● **Исходный текст**:
Живоедова, однако, все еще страшится: а ну как Пазухину покажется подозрительным, чего это она завозилась под «кроваткой»?
А ну как он в ту пору спросит: ты чего, мол, дрожишь, Аннушка? Ты, мол, верно, меня обокрала?
Глупая баба! – в сердцах говорит себе начинающий терять терпение Фурначев – Тарханов и тут же находит выход из положения – и безопасный и комичный, прибегая к эвфемистическому намеку:
Если он и сделает вам такой вопрос, – опять с улыбочкой обращается к Живоедовой Фурначев – Тарханов, – так вы можете сказать, что от натуги сконфузились …
Он таким сладким тоном подбивает Живоедову на преступление, точно уговаривает ее доблестный поступок совершить. И, только заканчивая разговор, он смотрит на нее холодно-жестоким взглядом гипнотизера и отдает приказ:
Вы это сделаете, почтеннейшая Анна Петровна!
Лексика Фурначева – это лексика душеспасительных бесед, его синтаксис – это синтаксис свода законов, уложения о наказаниях:
… развращение века таково, что нравственные красы пред коловратностью судеб тоже в онемение приходят.

● **Перечень**:
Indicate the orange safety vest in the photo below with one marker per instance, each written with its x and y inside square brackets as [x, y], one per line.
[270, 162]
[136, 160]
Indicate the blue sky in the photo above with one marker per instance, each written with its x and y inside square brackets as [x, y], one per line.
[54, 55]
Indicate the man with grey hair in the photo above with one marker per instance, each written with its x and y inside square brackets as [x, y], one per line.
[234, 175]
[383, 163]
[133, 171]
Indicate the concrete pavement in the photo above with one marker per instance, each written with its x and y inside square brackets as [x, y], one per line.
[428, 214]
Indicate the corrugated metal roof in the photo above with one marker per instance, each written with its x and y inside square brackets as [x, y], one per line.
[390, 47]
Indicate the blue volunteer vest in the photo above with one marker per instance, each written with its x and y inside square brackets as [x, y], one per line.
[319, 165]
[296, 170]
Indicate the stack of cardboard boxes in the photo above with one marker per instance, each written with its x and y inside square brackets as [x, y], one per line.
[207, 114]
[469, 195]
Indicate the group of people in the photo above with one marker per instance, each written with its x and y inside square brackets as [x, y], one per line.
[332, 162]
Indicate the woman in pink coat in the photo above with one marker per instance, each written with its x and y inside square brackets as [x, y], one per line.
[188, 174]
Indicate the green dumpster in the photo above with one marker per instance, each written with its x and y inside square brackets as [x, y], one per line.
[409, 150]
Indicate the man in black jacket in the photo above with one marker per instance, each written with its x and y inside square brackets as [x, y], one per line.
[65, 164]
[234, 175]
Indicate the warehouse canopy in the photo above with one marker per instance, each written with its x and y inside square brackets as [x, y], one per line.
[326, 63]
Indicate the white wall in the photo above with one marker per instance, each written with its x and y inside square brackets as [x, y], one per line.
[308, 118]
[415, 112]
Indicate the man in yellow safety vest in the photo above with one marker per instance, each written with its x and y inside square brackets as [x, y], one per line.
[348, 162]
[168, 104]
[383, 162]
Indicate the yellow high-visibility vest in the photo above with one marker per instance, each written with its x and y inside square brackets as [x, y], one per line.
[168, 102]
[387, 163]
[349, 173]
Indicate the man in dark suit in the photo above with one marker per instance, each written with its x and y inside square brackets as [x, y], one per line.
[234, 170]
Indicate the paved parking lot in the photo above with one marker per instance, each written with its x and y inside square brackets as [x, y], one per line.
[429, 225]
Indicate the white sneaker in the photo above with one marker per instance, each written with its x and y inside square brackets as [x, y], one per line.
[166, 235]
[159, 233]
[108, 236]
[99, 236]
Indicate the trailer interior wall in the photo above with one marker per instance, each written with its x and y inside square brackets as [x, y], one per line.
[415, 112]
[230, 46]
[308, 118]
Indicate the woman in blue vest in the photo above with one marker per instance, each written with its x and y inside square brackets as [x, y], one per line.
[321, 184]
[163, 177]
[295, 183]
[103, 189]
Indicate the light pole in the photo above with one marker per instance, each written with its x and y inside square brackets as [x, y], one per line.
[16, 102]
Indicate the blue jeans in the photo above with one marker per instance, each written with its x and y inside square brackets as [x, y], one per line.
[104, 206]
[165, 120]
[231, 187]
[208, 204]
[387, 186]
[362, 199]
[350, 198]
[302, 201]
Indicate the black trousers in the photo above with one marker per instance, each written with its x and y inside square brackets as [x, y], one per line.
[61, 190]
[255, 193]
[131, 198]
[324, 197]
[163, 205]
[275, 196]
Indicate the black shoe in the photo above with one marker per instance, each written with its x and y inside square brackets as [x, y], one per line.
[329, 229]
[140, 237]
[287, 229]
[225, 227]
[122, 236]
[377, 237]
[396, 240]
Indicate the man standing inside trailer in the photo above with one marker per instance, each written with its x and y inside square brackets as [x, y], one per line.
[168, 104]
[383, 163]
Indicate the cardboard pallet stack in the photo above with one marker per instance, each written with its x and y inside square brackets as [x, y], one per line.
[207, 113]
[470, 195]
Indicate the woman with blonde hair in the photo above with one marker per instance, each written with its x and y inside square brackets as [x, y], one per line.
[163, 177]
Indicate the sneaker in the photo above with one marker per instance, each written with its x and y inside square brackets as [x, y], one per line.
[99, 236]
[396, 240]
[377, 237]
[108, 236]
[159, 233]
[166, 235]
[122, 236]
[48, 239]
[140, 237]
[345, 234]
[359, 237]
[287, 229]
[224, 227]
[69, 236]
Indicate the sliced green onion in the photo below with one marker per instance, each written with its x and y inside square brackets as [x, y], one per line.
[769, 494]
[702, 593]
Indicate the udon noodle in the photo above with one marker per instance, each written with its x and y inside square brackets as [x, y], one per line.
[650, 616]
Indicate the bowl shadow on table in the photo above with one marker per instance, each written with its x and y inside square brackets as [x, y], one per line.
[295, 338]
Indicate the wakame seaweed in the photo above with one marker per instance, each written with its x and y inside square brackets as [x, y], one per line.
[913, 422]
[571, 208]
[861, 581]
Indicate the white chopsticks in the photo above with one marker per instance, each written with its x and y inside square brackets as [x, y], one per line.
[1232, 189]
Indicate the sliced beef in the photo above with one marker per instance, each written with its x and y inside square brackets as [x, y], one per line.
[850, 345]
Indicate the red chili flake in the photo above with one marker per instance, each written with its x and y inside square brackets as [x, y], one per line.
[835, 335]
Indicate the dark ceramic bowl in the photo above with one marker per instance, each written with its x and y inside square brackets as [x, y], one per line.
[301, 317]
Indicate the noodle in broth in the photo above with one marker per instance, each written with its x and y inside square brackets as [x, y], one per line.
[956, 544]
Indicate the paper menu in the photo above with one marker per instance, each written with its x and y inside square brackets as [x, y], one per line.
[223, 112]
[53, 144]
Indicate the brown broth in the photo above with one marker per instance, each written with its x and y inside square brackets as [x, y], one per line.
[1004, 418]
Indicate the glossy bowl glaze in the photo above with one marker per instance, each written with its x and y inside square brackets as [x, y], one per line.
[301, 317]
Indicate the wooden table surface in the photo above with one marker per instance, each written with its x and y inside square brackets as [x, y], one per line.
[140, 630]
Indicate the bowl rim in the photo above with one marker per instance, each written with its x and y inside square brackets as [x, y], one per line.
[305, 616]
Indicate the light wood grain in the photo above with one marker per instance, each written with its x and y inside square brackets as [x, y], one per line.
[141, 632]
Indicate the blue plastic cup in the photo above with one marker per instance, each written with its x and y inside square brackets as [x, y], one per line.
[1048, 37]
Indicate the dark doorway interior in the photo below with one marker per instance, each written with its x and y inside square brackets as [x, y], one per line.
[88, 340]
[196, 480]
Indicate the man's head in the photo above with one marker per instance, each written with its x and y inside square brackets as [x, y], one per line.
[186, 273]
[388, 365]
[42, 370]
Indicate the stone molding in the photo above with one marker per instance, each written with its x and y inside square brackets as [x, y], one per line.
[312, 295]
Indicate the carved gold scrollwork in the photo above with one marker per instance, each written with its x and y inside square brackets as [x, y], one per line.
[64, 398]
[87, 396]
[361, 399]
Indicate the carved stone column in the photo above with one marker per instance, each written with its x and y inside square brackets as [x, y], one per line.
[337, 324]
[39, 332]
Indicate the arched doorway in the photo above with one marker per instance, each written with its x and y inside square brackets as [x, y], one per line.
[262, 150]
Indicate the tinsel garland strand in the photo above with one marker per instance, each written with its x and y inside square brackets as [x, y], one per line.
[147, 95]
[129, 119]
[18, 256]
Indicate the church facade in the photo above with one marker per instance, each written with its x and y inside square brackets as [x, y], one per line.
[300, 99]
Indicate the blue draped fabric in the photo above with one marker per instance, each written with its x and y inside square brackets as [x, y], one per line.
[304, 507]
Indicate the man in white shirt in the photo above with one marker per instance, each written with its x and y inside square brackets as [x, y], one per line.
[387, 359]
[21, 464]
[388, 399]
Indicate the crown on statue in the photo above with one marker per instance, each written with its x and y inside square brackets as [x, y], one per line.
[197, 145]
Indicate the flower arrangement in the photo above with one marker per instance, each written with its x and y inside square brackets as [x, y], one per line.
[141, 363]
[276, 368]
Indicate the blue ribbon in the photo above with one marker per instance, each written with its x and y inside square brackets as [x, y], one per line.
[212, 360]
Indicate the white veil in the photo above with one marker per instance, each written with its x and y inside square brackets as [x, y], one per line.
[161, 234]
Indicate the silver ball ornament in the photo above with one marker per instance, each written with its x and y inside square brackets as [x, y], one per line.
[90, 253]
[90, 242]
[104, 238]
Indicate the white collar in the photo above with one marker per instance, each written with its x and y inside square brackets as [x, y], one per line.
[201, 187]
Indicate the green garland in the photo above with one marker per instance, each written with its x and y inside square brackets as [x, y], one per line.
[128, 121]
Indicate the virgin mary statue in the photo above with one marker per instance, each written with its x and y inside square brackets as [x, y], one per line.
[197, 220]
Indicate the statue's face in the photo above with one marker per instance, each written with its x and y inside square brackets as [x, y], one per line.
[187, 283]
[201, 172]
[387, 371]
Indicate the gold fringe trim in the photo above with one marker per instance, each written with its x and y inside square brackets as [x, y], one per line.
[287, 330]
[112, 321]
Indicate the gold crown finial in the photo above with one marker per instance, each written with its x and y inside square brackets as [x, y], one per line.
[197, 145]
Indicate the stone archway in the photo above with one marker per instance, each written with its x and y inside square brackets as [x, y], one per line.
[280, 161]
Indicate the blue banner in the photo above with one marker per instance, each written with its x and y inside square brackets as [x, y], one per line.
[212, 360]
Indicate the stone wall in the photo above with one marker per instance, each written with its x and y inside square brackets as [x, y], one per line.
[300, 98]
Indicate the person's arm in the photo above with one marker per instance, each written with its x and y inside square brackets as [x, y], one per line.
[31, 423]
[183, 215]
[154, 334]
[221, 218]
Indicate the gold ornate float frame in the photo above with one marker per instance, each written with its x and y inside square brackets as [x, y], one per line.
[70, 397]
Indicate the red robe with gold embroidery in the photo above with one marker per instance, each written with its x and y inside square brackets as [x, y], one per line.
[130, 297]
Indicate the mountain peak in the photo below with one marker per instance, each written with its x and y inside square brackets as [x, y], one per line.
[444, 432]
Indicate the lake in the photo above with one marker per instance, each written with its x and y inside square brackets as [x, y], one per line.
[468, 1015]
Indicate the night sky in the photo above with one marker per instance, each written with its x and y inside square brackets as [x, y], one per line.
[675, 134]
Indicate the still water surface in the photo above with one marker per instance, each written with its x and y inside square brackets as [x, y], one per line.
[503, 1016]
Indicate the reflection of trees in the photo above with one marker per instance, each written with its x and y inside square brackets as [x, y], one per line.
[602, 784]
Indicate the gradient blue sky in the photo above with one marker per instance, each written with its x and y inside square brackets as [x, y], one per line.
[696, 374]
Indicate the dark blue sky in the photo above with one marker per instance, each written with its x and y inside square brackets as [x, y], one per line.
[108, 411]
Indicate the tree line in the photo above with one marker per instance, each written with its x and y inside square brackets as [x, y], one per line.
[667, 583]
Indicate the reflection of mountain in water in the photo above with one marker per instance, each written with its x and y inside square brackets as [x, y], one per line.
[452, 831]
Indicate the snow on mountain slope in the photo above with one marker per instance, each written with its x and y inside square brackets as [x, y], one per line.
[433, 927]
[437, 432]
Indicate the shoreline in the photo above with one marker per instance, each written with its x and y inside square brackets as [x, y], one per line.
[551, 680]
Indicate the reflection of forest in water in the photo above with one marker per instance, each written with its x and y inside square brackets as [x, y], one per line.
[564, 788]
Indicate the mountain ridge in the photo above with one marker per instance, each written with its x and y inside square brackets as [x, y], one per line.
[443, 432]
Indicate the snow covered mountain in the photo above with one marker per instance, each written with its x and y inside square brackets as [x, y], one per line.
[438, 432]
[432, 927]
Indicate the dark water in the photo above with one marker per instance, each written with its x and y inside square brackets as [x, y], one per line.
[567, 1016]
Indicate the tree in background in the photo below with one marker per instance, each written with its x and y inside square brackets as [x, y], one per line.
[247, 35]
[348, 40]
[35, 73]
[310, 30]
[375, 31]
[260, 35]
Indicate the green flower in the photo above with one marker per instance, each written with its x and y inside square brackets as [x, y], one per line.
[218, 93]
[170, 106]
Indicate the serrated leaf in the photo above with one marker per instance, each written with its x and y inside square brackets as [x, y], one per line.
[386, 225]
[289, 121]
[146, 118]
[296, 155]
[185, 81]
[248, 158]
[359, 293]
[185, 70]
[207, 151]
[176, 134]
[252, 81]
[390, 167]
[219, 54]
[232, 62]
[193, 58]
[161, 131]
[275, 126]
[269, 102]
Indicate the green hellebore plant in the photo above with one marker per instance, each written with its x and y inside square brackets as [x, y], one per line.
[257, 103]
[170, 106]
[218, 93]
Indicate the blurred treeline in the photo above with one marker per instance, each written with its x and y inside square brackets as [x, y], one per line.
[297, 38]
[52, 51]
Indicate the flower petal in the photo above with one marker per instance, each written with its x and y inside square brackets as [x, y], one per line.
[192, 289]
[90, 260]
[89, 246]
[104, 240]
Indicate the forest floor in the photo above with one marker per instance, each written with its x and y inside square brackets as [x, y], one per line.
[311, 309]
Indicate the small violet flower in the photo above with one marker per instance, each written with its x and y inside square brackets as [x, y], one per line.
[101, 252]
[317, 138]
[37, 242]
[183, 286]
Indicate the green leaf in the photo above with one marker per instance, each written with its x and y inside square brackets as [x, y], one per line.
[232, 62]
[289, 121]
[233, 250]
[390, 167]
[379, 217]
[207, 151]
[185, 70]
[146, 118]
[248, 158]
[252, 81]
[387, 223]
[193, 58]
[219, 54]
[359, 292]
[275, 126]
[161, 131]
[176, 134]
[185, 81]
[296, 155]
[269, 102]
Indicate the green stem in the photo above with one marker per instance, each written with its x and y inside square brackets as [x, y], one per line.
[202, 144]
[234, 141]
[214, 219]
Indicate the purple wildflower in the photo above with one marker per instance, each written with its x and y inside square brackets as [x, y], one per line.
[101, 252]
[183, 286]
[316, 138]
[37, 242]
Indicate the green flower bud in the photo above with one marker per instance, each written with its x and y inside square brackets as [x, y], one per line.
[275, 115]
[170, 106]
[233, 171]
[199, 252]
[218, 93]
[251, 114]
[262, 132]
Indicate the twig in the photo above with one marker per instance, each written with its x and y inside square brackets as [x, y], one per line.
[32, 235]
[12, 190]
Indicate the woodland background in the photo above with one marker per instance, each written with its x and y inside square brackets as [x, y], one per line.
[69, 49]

● **Задания**:
1. Ответьте по исходному тексту:
(a) Под чем, по опасению Живоедовой, она завозилась?
(b) Что, по совету Фурначева, Живоедова может сказать, если ей зададут такой вопрос?
(c) С синтаксисом чего сравнивается синтаксис Фурначева?
2. Пожалуйста, воспроизведите из записей всё, начиная со строки, где есть «Indicate the tree line», и вниз до строки, где есть «[567, 1016]», включая обе.

● **Письменные ответы**:
1.
(a) Под «кроваткой».
(b) Что от натуги сконфузилась.
(c) С синтаксисом свода законов, уложения о наказаниях.

2.
Indicate the tree line in the photo above with one marker per instance, each written with its x and y inside square brackets as [x, y], one per line.
[667, 583]
Indicate the reflection of mountain in water in the photo above with one marker per instance, each written with its x and y inside square brackets as [x, y], one per line.
[452, 831]
Indicate the snow on mountain slope in the photo above with one marker per instance, each written with its x and y inside square brackets as [x, y], one per line.
[433, 927]
[437, 432]
Indicate the shoreline in the photo above with one marker per instance, each written with its x and y inside square brackets as [x, y], one per line.
[551, 680]
Indicate the reflection of forest in water in the photo above with one marker per instance, each written with its x and y inside square brackets as [x, y], one per line.
[564, 788]
Indicate the mountain ridge in the photo above with one marker per instance, each written with its x and y inside square brackets as [x, y], one per line.
[443, 432]
Indicate the snow covered mountain in the photo above with one marker per instance, each written with its x and y inside square brackets as [x, y], one per line.
[438, 432]
[432, 927]
Indicate the dark water in the photo above with one marker per instance, each written with its x and y inside square brackets as [x, y], one per line.
[567, 1016]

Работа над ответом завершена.